(Collection entries)
____
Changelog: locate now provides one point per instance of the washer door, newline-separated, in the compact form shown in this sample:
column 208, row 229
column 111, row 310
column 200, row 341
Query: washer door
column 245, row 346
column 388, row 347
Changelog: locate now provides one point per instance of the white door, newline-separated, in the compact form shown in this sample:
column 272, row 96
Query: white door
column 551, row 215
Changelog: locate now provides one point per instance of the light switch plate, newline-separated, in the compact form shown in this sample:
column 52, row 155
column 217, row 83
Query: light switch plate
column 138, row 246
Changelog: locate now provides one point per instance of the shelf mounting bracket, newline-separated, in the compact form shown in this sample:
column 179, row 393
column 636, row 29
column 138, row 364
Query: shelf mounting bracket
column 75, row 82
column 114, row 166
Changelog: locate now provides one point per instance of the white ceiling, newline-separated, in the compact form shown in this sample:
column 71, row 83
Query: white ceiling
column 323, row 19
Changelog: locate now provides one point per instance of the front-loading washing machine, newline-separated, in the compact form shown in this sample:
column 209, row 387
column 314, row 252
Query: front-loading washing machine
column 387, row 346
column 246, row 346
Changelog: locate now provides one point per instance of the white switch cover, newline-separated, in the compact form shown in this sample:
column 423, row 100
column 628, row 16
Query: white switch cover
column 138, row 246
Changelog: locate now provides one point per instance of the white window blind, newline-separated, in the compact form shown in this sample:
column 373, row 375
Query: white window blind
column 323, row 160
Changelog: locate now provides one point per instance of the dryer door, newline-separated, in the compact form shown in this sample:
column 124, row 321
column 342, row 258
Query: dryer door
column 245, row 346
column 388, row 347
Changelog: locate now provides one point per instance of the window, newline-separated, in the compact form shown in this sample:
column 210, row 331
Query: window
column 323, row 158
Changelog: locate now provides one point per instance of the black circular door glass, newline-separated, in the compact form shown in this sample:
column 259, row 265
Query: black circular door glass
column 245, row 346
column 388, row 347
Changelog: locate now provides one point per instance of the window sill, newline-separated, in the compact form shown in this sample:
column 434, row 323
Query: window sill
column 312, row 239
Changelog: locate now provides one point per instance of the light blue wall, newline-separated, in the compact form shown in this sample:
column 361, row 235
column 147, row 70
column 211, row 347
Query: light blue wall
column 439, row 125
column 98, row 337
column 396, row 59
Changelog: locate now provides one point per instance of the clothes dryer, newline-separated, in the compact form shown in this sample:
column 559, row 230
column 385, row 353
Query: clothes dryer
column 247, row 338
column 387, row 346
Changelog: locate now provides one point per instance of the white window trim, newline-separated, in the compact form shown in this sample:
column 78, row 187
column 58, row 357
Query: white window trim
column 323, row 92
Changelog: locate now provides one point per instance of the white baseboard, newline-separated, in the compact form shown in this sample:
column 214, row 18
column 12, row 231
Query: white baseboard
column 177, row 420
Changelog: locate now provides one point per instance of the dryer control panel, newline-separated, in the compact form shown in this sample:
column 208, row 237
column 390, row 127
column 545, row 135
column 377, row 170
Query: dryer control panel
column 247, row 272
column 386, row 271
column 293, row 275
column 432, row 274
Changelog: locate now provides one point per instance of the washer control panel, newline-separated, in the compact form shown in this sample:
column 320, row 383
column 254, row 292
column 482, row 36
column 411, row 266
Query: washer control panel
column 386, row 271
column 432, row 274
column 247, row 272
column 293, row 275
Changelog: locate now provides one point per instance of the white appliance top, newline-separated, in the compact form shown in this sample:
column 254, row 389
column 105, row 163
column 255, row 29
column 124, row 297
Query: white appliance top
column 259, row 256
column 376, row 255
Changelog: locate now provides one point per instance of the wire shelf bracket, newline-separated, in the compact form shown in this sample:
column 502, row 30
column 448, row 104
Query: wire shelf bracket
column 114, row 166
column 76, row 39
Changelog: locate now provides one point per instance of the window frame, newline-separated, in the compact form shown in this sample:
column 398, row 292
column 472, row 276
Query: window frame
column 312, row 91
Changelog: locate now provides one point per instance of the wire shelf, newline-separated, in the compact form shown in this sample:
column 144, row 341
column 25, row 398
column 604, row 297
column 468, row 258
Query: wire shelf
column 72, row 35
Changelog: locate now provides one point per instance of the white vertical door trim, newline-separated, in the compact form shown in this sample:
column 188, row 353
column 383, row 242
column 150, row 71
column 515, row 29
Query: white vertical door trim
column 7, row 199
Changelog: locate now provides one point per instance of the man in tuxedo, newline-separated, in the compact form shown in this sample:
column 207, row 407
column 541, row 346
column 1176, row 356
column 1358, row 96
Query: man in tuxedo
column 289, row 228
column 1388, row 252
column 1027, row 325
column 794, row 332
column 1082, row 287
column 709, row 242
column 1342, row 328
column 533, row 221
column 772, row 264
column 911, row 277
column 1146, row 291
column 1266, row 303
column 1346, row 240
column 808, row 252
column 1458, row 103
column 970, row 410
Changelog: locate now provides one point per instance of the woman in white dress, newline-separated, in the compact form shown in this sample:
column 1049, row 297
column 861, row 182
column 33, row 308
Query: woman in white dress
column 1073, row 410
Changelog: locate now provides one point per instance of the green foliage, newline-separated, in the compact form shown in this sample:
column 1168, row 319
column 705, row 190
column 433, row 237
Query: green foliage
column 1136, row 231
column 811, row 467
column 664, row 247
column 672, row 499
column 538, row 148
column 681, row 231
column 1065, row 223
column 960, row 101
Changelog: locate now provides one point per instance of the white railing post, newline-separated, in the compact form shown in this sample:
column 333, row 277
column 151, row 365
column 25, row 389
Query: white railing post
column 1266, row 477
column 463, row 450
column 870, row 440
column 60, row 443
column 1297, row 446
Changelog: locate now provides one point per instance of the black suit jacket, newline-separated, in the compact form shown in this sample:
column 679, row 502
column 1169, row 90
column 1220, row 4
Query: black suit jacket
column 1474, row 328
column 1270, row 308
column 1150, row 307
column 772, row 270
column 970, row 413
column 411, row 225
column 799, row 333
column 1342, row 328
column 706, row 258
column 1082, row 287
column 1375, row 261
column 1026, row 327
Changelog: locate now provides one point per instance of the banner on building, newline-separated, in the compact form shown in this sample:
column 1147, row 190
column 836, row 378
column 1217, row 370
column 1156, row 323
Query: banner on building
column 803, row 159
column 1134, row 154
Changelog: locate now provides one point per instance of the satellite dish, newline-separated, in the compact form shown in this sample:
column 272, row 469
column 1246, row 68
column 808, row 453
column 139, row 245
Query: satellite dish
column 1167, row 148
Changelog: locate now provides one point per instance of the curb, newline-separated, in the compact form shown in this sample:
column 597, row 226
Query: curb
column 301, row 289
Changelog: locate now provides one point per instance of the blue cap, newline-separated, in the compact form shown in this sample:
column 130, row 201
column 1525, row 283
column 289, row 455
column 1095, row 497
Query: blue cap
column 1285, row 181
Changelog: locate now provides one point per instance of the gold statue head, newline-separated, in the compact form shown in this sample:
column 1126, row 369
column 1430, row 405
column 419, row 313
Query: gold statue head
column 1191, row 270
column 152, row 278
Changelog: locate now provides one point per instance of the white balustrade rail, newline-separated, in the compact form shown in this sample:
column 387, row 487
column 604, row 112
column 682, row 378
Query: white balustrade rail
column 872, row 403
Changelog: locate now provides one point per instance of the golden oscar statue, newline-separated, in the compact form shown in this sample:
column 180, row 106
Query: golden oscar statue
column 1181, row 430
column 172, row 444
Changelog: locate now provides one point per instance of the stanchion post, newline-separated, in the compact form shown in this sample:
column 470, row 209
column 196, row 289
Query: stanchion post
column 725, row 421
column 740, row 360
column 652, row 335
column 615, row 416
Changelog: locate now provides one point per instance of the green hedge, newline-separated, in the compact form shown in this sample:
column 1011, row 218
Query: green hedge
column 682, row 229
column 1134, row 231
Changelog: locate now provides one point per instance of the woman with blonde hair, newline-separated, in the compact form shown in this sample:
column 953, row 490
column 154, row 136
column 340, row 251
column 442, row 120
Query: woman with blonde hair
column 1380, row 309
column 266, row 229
____
— Your task —
Copy out everything in the rows above, word for word, from the line containing "shelf bracket, newline-separated, in" down to the line containing "column 76, row 39", including both of those lines.

— Response —
Changelog: locate now provides one point per instance of the wire shelf bracket, newline-separated, in the compact form shown in this sample:
column 502, row 30
column 448, row 104
Query: wire shelf bracket
column 114, row 166
column 76, row 39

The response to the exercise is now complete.